Entries supplied: Begin

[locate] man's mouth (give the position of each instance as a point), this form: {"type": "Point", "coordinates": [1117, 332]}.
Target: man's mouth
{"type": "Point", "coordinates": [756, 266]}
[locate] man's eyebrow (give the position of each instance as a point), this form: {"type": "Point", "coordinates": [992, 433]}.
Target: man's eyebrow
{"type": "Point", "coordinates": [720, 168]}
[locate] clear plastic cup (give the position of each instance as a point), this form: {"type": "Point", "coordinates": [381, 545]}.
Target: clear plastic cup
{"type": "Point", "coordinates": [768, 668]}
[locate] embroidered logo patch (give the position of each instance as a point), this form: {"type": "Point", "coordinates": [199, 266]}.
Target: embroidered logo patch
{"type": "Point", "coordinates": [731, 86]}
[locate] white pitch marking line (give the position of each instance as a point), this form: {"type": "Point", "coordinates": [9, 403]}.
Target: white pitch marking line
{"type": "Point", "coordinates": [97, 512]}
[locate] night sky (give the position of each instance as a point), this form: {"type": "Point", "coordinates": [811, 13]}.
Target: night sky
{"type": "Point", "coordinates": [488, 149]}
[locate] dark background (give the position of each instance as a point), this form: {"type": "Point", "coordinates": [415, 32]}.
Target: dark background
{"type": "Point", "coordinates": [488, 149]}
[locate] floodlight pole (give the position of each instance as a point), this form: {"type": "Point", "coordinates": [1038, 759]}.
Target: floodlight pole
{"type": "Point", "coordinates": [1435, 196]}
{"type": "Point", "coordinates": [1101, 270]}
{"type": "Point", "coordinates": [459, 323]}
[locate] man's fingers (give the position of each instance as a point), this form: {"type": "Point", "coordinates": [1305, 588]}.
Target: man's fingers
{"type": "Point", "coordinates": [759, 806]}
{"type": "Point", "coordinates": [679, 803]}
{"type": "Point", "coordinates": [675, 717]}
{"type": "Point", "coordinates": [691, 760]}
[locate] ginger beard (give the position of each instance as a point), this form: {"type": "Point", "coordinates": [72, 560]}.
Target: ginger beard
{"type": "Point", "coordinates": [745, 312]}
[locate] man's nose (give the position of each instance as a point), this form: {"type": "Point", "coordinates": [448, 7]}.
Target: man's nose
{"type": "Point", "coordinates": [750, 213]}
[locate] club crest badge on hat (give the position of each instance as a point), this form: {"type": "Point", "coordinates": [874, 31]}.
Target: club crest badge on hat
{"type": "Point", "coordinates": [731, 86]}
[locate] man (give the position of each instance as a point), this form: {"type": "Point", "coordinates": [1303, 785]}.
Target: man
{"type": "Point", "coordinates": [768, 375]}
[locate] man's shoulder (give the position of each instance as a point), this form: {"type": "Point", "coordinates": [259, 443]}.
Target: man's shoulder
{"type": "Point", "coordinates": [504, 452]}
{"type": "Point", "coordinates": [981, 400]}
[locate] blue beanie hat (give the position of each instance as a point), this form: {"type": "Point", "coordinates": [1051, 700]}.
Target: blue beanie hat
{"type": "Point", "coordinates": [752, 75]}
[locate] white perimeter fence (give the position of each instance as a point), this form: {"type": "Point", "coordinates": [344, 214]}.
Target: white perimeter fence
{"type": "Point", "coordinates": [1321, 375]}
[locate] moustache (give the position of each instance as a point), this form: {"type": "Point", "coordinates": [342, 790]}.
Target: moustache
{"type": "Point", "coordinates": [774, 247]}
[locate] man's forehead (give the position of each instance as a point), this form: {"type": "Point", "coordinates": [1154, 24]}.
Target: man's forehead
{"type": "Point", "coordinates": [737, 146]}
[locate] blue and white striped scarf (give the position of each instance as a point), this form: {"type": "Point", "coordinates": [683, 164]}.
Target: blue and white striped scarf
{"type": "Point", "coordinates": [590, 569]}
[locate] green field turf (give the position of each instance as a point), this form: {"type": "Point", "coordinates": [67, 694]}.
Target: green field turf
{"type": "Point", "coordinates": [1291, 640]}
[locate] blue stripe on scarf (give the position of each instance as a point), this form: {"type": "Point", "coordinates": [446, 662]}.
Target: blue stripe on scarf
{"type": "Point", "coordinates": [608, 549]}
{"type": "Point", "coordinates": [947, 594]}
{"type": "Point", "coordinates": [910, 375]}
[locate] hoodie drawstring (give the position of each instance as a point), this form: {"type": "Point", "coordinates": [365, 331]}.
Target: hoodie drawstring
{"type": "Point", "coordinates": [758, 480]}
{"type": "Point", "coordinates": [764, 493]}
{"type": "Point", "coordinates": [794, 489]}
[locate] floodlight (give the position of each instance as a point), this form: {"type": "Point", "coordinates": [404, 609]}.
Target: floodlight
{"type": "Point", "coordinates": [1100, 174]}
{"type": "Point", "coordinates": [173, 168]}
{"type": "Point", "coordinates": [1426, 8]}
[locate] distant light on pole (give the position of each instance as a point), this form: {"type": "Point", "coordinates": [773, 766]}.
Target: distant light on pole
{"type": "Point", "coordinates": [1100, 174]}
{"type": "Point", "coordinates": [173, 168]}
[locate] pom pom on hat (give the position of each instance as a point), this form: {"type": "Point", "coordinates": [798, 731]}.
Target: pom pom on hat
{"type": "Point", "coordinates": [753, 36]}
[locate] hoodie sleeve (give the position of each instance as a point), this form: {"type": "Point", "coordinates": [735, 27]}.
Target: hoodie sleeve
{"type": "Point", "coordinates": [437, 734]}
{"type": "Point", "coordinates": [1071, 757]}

Entries supplied: End

What is needed:
An exact, complete copy of the lines above from the one with "[locate] blue beanie" through the one with "[locate] blue and" is the whole answer.

Result of the task:
[locate] blue beanie hat (give the position of each instance as a point), this form: {"type": "Point", "coordinates": [1051, 700]}.
Target: blue beanie hat
{"type": "Point", "coordinates": [752, 75]}
[locate] white perimeter fence (give the position of each instance as a point), this form: {"type": "Point", "coordinates": [344, 214]}.
Target: white perimeter fence
{"type": "Point", "coordinates": [1321, 375]}
[locate] moustache (give the position of each instance as a point), this form: {"type": "Point", "coordinates": [342, 790]}.
Target: moustache
{"type": "Point", "coordinates": [774, 247]}
[locate] man's forehead (give the position of each instance as a point), this form: {"type": "Point", "coordinates": [1154, 24]}.
Target: man's forehead
{"type": "Point", "coordinates": [737, 146]}
[locate] blue and white striped scarf (give the position of each instance as a point), this form: {"type": "Point", "coordinates": [683, 164]}.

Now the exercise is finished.